[[ Data in this exercise open ]]
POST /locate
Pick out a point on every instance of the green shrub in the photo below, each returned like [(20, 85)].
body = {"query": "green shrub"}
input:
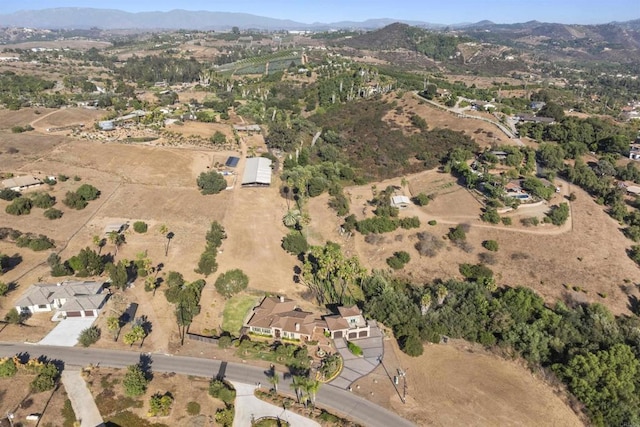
[(89, 336), (457, 234), (211, 182), (88, 192), (7, 367), (53, 213), (490, 215), (490, 245), (46, 379), (193, 408), (354, 348), (223, 391), (295, 243), (558, 215), (408, 223), (231, 282), (9, 194), (421, 199), (140, 227), (398, 260), (43, 200)]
[[ Data in this exercise closed ]]
What to produce
The entries should be reproduced word for word, pictures omitted.

Output
POST /locate
Pick out a point on every instance of the green shrub in the photo below, each returned like [(20, 85)].
body = {"query": "green shrub"}
input:
[(89, 336), (457, 234), (211, 182), (88, 192), (7, 367), (53, 213), (490, 215), (490, 245), (46, 379), (193, 408), (354, 348), (223, 391), (295, 243), (558, 215), (408, 223), (231, 282), (9, 194), (421, 199), (140, 227), (398, 260), (43, 200)]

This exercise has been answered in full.